- TRY IT -
Retype all of the material exactly, leaving no line out.

- GIVEN RECORDS -

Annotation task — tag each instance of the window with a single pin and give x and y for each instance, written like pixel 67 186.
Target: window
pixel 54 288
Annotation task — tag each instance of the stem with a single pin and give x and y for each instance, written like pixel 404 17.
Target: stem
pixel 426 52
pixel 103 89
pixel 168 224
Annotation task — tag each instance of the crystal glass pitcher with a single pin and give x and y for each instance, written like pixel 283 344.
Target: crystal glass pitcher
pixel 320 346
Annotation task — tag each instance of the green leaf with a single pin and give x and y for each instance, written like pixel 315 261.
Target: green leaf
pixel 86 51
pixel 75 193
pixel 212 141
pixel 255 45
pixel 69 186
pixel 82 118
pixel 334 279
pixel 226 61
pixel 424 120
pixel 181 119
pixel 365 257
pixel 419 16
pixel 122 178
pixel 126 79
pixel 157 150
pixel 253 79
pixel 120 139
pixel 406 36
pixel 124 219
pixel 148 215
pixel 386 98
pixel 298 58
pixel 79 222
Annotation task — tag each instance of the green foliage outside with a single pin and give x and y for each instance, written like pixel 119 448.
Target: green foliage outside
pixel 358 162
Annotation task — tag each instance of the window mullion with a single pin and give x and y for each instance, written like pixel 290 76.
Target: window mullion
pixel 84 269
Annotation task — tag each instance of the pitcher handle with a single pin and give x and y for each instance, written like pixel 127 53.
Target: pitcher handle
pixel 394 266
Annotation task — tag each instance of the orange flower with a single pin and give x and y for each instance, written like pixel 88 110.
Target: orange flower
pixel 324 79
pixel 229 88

- RESPONSE FOR THIS EXERCISE -
Annotation task — tag each instance of the window with a single pin and give x and y for each instance, written like pixel 67 186.
Target: window
pixel 54 288
Annotation task — tag each instance of the stem with a single pin and give x and y for each instance, written like pixel 404 17.
Target: stem
pixel 426 52
pixel 103 89
pixel 168 224
Annotation task — tag each instance of the crystal glass pitcher with a single pin and give x and y for each instance, written like pixel 283 344.
Target: crystal glass pitcher
pixel 320 346
Annotation task — tag each instance of the green leaf with a single pin and give x and y for each instance, written like pixel 315 261.
Target: green leaf
pixel 86 51
pixel 75 193
pixel 212 141
pixel 255 45
pixel 69 186
pixel 82 118
pixel 334 279
pixel 226 61
pixel 424 120
pixel 181 119
pixel 365 257
pixel 419 16
pixel 122 178
pixel 126 79
pixel 157 150
pixel 253 79
pixel 120 139
pixel 406 36
pixel 124 219
pixel 148 215
pixel 386 98
pixel 298 58
pixel 79 222
Annotation task — tag each instance of the green foliage outside with a single pin and give x and y for each instance, written like pixel 119 448.
Target: green foliage outside
pixel 358 162
Annotation task — tag each instance of the window mullion with a single pin and give x and y for each instance, written like pixel 290 76.
Target: window mullion
pixel 84 269
Annotation task — tag each instance of the pitcher handle with a single pin and give x and y for each instance, written like pixel 127 53.
Target: pitcher handle
pixel 394 266
Annotation task — tag each instance of the orange flower with a single pin and give x and y for each instance, written like pixel 88 110.
Target: orange flower
pixel 324 79
pixel 229 88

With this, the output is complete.